#### Supplied data ####

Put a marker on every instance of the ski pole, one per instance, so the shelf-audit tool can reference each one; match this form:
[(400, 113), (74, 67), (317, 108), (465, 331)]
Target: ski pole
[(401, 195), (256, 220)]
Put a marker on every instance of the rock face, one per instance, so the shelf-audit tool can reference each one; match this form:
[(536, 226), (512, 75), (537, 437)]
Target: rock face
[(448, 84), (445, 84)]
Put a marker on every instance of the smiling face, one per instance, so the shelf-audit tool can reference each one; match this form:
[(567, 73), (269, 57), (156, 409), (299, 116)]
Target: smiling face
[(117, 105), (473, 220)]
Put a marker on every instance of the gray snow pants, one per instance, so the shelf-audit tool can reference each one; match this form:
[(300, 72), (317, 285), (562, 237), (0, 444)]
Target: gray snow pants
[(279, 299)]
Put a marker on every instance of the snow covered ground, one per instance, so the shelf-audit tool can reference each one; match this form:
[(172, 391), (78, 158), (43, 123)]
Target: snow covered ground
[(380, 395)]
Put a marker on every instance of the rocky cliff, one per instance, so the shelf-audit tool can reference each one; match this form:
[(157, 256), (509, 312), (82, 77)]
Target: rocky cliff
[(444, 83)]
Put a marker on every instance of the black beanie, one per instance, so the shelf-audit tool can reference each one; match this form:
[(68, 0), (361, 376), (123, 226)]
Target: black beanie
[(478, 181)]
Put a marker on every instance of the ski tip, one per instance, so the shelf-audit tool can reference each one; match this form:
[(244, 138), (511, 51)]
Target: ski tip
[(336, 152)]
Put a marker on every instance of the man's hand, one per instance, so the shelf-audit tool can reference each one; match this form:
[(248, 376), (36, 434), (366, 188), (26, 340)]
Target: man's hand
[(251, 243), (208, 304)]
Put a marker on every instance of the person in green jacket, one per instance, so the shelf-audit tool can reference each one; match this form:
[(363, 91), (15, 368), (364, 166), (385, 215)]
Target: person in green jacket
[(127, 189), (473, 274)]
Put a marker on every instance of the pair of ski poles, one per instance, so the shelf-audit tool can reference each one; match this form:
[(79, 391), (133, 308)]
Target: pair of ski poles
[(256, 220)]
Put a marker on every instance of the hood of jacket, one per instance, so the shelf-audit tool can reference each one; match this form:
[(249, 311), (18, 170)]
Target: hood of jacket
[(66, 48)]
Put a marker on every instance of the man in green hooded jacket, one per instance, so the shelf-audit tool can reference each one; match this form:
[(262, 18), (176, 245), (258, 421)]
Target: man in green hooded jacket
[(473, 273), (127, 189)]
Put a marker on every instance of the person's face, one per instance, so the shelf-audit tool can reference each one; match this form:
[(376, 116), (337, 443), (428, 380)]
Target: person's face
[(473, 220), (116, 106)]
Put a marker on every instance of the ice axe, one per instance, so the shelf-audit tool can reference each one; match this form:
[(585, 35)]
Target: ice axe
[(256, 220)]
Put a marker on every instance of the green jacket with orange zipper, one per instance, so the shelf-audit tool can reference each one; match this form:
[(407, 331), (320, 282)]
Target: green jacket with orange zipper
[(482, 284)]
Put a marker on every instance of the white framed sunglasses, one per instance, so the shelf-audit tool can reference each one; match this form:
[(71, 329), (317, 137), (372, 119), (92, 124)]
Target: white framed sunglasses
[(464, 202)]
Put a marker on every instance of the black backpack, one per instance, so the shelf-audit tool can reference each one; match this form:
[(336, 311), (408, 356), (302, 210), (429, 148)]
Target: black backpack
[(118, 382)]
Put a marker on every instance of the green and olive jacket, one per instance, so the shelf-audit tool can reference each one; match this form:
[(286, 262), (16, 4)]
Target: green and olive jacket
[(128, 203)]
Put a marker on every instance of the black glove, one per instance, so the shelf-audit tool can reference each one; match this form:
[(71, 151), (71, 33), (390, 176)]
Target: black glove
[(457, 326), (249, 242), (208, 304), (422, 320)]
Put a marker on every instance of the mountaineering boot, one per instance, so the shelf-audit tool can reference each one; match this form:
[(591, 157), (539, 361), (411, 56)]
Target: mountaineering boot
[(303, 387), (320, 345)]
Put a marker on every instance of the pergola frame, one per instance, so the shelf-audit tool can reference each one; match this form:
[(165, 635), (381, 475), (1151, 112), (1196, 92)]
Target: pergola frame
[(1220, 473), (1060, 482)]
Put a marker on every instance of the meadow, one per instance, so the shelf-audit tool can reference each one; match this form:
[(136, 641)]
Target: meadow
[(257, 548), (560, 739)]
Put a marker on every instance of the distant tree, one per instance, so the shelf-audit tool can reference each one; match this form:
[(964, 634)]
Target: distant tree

####

» Problem to solve: The whole block of data above should be printed again verbatim.

» Answer to this task:
Put a marker on every instance of the ski pole, one per instance, so the shelf-audit tool can reference each one; match this form:
[(400, 113), (74, 67), (317, 108), (465, 331)]
Target: ski pole
[(401, 195), (256, 220)]
Put a marker on every instance of the rock face, one per instance, so the shelf-audit tool can reference each one; match this form:
[(536, 226), (512, 75), (537, 437)]
Target: rock face
[(448, 84), (445, 84)]
Put a marker on every instance of the smiling face, one per instance, so the shelf-audit tool can reference each one; match this form:
[(567, 73), (269, 57), (156, 409), (299, 116)]
Target: smiling face
[(117, 105), (473, 220)]
Put a marker on every instance of the gray snow pants, one per instance, so the shelf-audit tool can reference each one; match this form:
[(300, 72), (317, 285), (562, 237), (0, 444)]
Target: gray snow pants
[(279, 299)]
Put a marker on every instance of the snow covered ground, one per instance, so the shelf-audit tool can reference each one; match this form:
[(172, 391), (78, 158), (43, 123)]
Target: snow covered ground
[(380, 395)]
Put a marker on every instance of the rocky cliff, one per instance, so the shelf-audit tool can reference each one; match this form:
[(157, 256), (509, 312), (82, 77)]
Target: rocky cliff
[(444, 83)]
Put a marker on every instance of the black beanie, one per instance, so the shelf-audit tool can reference each one; match this form:
[(68, 0), (361, 376), (123, 226)]
Target: black beanie
[(478, 181)]
Put a marker on every instance of the ski tip, one per instance, so the shelf-audit tool can reference each one; match this form:
[(244, 138), (511, 51)]
Target: ski tip
[(336, 152)]
Put a marker on every instance of the man's hand, one per instance, so the shelf-audit tool can reference each one; match this form:
[(248, 376), (36, 434), (366, 188), (26, 340)]
Target: man's hand
[(251, 243), (208, 304)]
Put a marker on every instance of the person in green jacket, one per instance, so the shelf-audit tool can reference each one; match this form:
[(363, 91), (15, 368), (364, 166), (385, 215)]
Target: person in green jacket
[(127, 189), (473, 274)]
Put a marker on every instance of the pair of ski poles, one per instance, so the shelf-audit tool can reference each one; match this form:
[(79, 391), (133, 308)]
Target: pair of ski poles
[(256, 220)]
Put a marker on every instance of the hood of jacket, one per instance, so the shelf-audit tool can reference each one; match this form:
[(249, 311), (18, 170)]
Target: hood of jacket
[(66, 48)]
Put a marker on every instance of the man in green hooded jacket, one per instance, so the shelf-audit tool can reference each one; match this form:
[(262, 18), (176, 245), (258, 421)]
Target: man in green hooded jacket
[(473, 273), (127, 189)]
Put a marker on every instance of the person's face, one per instance, so the shelf-audit tool can reference each one; match this form:
[(376, 116), (337, 443), (428, 380)]
Target: person's face
[(473, 220), (116, 106)]
Put a marker on every instance of the ice axe, one per instance, so the shelf-audit tool can reference each one; match this form:
[(585, 35)]
Target: ice axe
[(256, 220)]
Put a marker on every instance of the green jacket with orange zipper, one per instance, so the shelf-audit tool can reference each one; match this form:
[(407, 331), (320, 282)]
Target: green jacket with orange zipper
[(482, 284)]
Put a marker on every instance of the white framed sunglasses, one per instance, so the shelf-audit tool can reference each one; match this form:
[(71, 329), (317, 137), (372, 119), (92, 124)]
Target: white framed sunglasses
[(464, 202)]
Put a marker on every instance of the black backpack, one per instance, so the shelf-audit tool can reference each one; match this form:
[(336, 311), (408, 356), (302, 210), (429, 148)]
Target: black backpack
[(118, 382)]
Put a marker on every instance of the green and olive jacket, one per instance, so the shelf-audit tool can reference each one; match this form:
[(286, 262), (16, 4)]
Target: green and olive jacket
[(128, 203)]
Put a marker on every instance of the black glove, one per instance, so the shelf-audit tool can reference each one; match this form:
[(71, 151), (71, 33), (390, 176)]
Target: black glove
[(457, 326), (249, 242), (208, 304), (422, 320)]
Put a marker on every instance of the mountaineering boot, one per instance, so the shelf-audit tool can reference each one; match this form:
[(591, 157), (539, 361), (411, 56)]
Target: mountaineering boot
[(303, 387), (320, 345)]
Put a marker on every instance of the pergola frame, one per instance, so the shelf-audit tool can reference each one; match this form:
[(165, 635), (381, 475), (1151, 112), (1196, 92)]
Target: pergola frame
[(1220, 473), (1060, 482)]
Put a marker on every instance of the meadow, one per instance, so the shelf-audit tool can reference each one; match this form:
[(136, 641)]
Target: meadow
[(257, 548), (560, 739)]
Put a marker on every instance of the distant tree, one per instance, so the shelf-audit tool can reference each one; match this form:
[(964, 634)]
Target: distant tree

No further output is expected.